:: YOUR TASKS ::
**A)** Decide whether each statement below agrees with the passage on the Independent Schools Inspectorate: (i) ISI inspects more than 1,200 schools; (ii) most independent schools that are not members of the ISC are inspected by ISI; (iii) the ISI board currently comprises twelve directors. Answer yes or no for each, quoting the deciding words of the passage.
**B)** From the passage on the Independent Schools Inspectorate below, transcribe word for word the stretch from "ISI is one of" through "Overseas accreditation scheme.".

:: PASSAGE SHOWN ::
.....

Educational organisation in England inspecting private schools

The Independent Schools Inspectorate (ISI) is approved by the Secretary of State for Education – under section 106 of the Education and Skills Act 2008 – to inspect private schools in England. These schools are members of associations, which form the Independent Schools Council.

== Role and remit ==
ISI is a not-for-profit company limited by guarantee, with a board of independent directors. As required by law, ISI is independent of the schools it inspects and accountable to the Department for Education.

In November 2020, Vanessa Ward was appointed as Chief Inspector and CEO of ISI, following endorsement by the Secretary of State for Education, on the recommendation of the ISI board. She previously led inspections in the state and independent sectors as one of Her Majesty's Inspectors for Ofsted.

ISI inspects more than 1,200 schools, which together educate around 500,000 children each year. ISI reports to the Department for Education on the extent to which these schools meet The Education (Independent School Standards) Regulations 2014, and on the quality of education provided. Most independent schools which are not members of the ISC are inspected by Ofsted.

The inspectorate also conducts Educational Oversight inspections of private further education colleges and English language schools in England and Wales on behalf of the Home Office. These inspections provide reports on the quality of education in organisations holding a Tier 4 licence to sponsor international students under the Points Based System.

ISI is one of the approved inspectorates for overseas schools teaching a British curriculum, under the UK government's voluntary British Schools Overseas accreditation scheme.

== Governance ==
ISI has an independent board of directors, which holds the senior management team to account for the delivery and quality of inspections. ISI's board is independent from the Independent Schools Council, their associations and the schools that ISI inspects.

The board is chaired by Christine Swabey and currently comprises nine directors who were appointed for their experience and skills. The board adheres to the Nolan Principles of Public Life and ISI's own Code of Conduct.

===Chief Inspectors===
The head of the service is known as the Chief Inspector.

- 2005–2017: Christine Ryan
- 2017–2021: Kate Richards.

.....

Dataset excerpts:

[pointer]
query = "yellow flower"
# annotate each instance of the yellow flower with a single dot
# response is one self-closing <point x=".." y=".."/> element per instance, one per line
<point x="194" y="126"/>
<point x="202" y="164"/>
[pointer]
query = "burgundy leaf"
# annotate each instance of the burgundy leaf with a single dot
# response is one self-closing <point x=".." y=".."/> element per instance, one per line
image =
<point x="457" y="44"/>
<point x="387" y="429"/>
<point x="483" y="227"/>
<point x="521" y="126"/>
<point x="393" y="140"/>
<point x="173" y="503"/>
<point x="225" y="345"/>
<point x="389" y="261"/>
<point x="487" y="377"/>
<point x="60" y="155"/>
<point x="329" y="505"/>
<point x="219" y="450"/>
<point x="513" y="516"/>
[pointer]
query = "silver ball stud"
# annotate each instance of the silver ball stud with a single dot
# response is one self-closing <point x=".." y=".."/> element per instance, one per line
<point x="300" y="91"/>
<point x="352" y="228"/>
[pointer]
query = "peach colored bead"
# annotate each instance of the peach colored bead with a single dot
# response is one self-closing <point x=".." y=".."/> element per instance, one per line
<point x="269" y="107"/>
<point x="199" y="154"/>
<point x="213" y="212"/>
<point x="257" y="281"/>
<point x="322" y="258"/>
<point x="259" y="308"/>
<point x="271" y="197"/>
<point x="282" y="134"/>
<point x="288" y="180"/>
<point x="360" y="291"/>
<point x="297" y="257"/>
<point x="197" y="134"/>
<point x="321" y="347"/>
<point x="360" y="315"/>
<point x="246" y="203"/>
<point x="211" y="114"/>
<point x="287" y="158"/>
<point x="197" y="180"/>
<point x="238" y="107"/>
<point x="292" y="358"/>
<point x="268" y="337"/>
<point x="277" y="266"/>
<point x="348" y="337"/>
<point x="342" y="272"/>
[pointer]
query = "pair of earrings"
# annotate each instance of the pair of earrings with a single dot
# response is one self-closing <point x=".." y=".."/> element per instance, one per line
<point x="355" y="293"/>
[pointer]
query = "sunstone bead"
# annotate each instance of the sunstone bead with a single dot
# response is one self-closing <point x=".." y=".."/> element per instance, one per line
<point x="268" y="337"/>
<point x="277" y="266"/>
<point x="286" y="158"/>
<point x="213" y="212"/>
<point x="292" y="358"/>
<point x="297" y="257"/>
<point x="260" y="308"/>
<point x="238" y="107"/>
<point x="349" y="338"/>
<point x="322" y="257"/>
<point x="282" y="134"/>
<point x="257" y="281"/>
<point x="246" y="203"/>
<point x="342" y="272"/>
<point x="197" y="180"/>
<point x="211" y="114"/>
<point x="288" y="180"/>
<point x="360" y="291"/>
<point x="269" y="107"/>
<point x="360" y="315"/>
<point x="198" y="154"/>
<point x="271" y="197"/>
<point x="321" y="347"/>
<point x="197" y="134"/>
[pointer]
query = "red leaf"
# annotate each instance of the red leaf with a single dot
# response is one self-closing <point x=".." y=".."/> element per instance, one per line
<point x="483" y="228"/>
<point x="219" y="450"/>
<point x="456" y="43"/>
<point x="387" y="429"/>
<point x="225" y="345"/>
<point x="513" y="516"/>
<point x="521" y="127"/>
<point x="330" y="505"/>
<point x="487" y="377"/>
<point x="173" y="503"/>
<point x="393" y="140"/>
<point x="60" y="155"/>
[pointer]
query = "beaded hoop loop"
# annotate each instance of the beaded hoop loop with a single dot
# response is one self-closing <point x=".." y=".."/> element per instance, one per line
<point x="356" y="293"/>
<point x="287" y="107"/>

.....

:: ANSWER SET ::
**A)**
(i) Yes: "ISI inspects more than 1,200 schools"
(ii) No: "Most independent schools which are not members of the ISC are inspected by Ofsted."
(iii) No: "currently comprises nine directors"

**B)**
ISI is one of the approved inspectorates for overseas schools teaching a British curriculum, under the UK government's voluntary British Schools Overseas accreditation scheme.